[[ The data open ]]
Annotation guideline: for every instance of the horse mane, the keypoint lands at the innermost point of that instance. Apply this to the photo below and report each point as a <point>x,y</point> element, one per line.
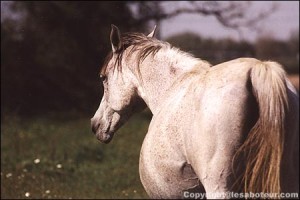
<point>140,43</point>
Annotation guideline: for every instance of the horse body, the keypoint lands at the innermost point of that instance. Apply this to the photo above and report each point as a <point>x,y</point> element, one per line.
<point>202,116</point>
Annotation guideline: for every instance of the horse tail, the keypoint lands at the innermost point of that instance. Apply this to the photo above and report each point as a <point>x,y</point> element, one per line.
<point>264,143</point>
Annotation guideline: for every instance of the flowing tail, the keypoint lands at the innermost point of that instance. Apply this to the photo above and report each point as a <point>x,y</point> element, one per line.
<point>264,144</point>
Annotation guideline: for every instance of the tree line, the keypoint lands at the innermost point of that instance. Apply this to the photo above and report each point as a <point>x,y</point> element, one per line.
<point>51,51</point>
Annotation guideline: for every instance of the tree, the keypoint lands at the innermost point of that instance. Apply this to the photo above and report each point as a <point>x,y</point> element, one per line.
<point>52,52</point>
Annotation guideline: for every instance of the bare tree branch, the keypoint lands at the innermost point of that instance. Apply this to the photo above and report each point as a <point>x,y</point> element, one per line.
<point>233,14</point>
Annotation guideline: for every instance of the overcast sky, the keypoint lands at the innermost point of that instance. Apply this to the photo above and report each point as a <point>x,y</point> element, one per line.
<point>278,25</point>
[[ The data closed ]]
**Instructions for the task:**
Exclude the images and reproduce the remaining data exactly.

**Solved exercise:**
Annotation guideline: for every instance of the horse mane, the keypoint lands at the innermost point of that instance. Apply this to the photo below and report each point as a <point>x,y</point> element, one per line.
<point>140,43</point>
Annotation guideline: for every instance of the horse body, the keypoint lands at the innermost point of that instance. Apply this to the photo above and report each point as a <point>x,y</point> element, one per line.
<point>202,116</point>
Annotation guideline: for every instance of the horse tail, the keypoint lands at the innermost point of that instance. Apply this to the photo above and report each point as a <point>x,y</point> element, one per line.
<point>264,143</point>
Annotation guideline: for every instance of the flowing tail, the keypoint lands at the innermost point of that instance. Apply this to the photo above and report each point as a <point>x,y</point> element, one per line.
<point>264,144</point>
Annotation guideline: for every instance of the tree line, the keypoint lands at the innermost point of that instance. Apply this to the photo above and report each point as a <point>x,y</point> element, one per line.
<point>51,51</point>
Annotation guideline: for every instance of the tree, the keypoint lands at the innermost point of that instance. Apply this to the photo above and report each point as a <point>x,y</point> element, one per line.
<point>52,52</point>
Annotation guideline: for every instance of the bare tree branch, the keypoint lands at the innermost point of that instance. Apply this to the photo above and report each point as a <point>x,y</point> element, one per line.
<point>233,14</point>
Annotation guideline: for every instance of the overcast sky, the keypoint lands at the innermost point of that instance. Apply this to the photo above and report each point as a <point>x,y</point> element, one per line.
<point>278,25</point>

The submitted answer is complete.